Segment Start: Record extracts

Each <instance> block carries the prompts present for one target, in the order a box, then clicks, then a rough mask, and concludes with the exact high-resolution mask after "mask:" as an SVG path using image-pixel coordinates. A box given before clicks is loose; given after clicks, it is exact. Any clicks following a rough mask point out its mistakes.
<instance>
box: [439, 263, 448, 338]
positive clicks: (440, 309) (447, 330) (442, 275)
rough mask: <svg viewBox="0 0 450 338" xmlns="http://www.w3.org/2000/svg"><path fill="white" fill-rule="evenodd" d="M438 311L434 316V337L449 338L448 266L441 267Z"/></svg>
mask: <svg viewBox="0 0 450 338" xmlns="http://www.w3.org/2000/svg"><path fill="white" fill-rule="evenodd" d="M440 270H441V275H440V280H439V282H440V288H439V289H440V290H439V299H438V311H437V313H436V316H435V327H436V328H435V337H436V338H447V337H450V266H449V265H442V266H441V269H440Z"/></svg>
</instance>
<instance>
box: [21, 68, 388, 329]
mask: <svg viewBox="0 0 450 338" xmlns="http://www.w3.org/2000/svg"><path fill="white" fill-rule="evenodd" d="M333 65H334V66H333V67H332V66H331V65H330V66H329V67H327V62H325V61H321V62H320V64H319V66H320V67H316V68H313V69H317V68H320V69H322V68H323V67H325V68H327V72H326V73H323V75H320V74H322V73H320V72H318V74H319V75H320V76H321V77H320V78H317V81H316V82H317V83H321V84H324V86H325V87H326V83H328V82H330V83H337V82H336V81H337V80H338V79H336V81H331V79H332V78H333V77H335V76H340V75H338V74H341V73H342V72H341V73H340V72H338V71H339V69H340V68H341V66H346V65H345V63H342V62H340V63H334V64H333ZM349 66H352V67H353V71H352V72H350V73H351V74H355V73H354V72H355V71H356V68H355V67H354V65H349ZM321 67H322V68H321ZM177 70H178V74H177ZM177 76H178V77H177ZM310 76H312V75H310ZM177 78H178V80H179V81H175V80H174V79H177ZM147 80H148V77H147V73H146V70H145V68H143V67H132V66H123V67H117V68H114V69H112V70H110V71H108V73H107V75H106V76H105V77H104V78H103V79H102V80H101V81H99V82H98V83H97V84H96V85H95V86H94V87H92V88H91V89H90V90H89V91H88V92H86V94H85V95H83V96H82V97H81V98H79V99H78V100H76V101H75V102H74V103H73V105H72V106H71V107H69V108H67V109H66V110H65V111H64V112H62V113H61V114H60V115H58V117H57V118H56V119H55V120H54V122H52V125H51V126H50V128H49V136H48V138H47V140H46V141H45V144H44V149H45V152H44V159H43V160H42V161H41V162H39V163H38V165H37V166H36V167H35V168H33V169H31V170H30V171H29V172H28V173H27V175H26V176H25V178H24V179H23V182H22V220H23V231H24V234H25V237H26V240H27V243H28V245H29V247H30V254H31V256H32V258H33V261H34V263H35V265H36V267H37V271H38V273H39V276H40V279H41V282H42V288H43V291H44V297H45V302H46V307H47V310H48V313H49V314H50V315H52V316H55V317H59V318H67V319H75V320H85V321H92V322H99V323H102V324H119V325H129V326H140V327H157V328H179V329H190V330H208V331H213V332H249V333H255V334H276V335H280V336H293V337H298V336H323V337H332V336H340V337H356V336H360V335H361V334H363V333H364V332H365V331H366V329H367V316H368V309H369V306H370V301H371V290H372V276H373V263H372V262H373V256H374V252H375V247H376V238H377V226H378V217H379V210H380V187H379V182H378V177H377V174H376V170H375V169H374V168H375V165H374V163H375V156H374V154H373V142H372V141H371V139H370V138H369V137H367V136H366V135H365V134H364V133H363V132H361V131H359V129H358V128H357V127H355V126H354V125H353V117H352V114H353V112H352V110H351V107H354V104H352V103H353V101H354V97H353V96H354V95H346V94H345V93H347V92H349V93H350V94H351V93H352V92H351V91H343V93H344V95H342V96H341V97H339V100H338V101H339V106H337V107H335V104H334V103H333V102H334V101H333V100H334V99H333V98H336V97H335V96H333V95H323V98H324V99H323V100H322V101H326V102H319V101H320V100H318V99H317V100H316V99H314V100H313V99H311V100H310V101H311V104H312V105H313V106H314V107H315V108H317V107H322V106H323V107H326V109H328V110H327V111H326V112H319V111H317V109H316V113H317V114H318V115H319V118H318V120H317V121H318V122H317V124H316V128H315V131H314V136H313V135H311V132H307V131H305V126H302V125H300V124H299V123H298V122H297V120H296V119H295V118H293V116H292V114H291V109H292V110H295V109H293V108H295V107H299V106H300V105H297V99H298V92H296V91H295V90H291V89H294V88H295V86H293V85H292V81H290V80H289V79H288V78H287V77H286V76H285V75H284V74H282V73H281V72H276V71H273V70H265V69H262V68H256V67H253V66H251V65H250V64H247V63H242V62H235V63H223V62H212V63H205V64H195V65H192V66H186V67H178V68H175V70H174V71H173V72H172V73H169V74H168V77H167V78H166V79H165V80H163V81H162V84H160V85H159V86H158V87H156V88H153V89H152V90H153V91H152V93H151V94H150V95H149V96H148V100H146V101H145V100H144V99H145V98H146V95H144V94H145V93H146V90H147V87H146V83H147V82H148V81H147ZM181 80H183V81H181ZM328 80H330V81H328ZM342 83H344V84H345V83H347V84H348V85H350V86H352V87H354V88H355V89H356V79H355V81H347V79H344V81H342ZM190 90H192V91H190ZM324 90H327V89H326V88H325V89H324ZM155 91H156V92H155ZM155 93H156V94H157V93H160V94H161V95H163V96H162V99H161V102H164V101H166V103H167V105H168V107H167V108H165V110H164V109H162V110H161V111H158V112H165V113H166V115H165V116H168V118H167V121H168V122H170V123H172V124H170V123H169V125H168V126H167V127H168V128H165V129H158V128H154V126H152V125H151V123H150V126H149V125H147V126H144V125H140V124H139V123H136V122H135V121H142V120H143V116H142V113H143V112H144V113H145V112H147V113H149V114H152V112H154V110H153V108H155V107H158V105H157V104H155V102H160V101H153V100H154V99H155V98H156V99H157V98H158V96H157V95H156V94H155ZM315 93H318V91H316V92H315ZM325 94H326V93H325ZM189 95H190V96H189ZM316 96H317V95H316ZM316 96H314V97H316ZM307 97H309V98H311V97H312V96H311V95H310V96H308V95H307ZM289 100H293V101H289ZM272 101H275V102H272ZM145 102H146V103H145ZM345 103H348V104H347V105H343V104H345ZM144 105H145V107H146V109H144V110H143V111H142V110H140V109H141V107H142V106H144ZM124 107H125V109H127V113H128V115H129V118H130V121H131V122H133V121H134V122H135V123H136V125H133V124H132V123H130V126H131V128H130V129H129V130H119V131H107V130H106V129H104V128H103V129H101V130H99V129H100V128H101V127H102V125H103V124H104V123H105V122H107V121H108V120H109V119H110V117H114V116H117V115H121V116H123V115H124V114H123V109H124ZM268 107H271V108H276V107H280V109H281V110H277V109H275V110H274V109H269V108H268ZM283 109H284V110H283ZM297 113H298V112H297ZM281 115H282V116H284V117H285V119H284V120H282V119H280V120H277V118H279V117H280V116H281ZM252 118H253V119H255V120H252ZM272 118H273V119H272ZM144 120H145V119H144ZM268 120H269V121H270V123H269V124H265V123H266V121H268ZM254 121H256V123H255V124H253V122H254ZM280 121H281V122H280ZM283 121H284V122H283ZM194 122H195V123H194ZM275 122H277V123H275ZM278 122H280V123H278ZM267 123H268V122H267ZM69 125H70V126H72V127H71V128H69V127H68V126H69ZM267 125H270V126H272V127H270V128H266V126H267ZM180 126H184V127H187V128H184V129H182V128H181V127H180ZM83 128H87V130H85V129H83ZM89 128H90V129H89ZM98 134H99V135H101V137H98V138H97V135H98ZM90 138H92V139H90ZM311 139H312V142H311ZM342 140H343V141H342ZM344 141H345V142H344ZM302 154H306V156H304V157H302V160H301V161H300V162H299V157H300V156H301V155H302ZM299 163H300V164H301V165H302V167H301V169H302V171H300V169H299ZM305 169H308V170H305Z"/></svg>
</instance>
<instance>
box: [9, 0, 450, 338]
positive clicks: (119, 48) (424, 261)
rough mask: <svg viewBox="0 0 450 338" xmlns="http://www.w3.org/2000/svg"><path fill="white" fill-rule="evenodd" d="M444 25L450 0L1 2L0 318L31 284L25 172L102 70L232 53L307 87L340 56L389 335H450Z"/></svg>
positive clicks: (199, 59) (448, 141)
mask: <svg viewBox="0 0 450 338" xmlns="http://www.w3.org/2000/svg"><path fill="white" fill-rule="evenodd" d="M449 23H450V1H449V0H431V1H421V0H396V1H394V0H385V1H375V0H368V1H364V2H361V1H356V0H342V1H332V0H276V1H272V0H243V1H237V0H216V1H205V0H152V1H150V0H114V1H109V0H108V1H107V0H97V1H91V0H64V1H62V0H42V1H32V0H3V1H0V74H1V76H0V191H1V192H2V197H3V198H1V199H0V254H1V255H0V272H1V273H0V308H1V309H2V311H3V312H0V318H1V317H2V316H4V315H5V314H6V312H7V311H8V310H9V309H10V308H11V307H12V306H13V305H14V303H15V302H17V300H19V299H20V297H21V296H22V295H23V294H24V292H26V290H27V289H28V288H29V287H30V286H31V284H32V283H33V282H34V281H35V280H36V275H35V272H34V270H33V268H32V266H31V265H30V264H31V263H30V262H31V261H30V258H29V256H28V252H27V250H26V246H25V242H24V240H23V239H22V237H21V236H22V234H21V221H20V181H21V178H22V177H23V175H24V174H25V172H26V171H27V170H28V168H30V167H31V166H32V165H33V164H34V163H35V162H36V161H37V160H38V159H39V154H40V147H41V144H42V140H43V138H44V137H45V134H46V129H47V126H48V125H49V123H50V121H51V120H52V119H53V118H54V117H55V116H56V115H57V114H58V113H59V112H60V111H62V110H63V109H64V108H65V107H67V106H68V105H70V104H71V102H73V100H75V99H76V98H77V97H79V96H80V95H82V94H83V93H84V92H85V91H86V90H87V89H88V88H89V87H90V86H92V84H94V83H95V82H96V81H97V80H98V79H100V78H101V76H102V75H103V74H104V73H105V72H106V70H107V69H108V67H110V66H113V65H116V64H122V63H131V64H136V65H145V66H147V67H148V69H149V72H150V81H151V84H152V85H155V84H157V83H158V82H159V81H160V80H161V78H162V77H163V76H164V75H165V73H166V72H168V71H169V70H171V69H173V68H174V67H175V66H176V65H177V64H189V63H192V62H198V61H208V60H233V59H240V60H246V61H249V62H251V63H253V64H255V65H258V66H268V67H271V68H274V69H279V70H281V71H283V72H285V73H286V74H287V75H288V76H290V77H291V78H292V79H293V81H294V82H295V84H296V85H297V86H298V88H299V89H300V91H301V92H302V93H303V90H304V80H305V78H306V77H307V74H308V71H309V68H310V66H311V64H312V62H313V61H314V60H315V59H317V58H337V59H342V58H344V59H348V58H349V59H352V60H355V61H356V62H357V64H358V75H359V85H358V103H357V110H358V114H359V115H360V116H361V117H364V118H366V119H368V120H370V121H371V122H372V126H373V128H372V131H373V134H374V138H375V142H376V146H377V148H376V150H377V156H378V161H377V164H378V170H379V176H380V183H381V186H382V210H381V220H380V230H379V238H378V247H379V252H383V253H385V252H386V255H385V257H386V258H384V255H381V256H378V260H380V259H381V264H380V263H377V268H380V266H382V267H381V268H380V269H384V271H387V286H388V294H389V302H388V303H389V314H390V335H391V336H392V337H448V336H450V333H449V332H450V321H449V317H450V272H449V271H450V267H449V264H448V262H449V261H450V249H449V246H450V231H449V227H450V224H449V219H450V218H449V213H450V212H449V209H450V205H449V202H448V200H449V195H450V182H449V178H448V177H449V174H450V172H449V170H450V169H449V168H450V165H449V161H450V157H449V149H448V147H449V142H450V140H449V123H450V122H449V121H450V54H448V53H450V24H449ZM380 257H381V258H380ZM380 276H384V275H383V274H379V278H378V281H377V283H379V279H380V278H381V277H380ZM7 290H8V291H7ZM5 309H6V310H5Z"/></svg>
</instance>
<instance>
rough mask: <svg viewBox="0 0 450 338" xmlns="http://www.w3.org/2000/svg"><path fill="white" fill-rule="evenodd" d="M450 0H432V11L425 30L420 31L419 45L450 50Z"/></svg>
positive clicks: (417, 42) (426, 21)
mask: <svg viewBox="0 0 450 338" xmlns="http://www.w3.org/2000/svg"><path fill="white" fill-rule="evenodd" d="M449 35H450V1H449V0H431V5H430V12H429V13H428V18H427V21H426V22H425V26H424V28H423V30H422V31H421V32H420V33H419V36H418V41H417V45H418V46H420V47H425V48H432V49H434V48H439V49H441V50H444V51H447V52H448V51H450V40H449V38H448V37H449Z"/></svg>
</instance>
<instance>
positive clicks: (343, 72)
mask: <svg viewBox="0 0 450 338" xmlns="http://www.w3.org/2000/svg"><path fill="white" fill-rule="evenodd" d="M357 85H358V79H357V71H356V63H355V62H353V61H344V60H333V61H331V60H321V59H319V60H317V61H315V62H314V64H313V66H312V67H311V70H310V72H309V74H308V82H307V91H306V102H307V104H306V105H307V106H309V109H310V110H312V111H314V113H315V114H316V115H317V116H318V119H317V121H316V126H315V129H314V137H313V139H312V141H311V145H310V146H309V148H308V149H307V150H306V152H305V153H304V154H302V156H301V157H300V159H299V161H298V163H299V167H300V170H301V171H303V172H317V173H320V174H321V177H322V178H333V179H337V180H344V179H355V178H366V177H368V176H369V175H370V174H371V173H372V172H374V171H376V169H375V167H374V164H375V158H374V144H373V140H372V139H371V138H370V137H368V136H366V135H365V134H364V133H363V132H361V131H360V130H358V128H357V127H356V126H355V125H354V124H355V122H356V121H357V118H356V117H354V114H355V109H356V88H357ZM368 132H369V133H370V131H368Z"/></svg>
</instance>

Segment End: Record extracts

Task details:
Gather and copy every line above that contains the string "clicks". Case counts.

Written answer:
Each <instance> block carries the prompts present for one target, in the order a box, then clicks, then a rough mask, and concludes with the exact high-resolution mask after "mask:" as an SVG path using image-pixel coordinates. A box given before clicks is loose; given after clicks, it is exact. Any clicks following a rough mask point out its mistakes.
positive clicks: (440, 309) (447, 330) (442, 275)
positive clicks: (119, 48) (424, 261)
positive clicks: (199, 59) (448, 141)
positive clicks: (417, 42) (426, 21)
positive clicks: (343, 72)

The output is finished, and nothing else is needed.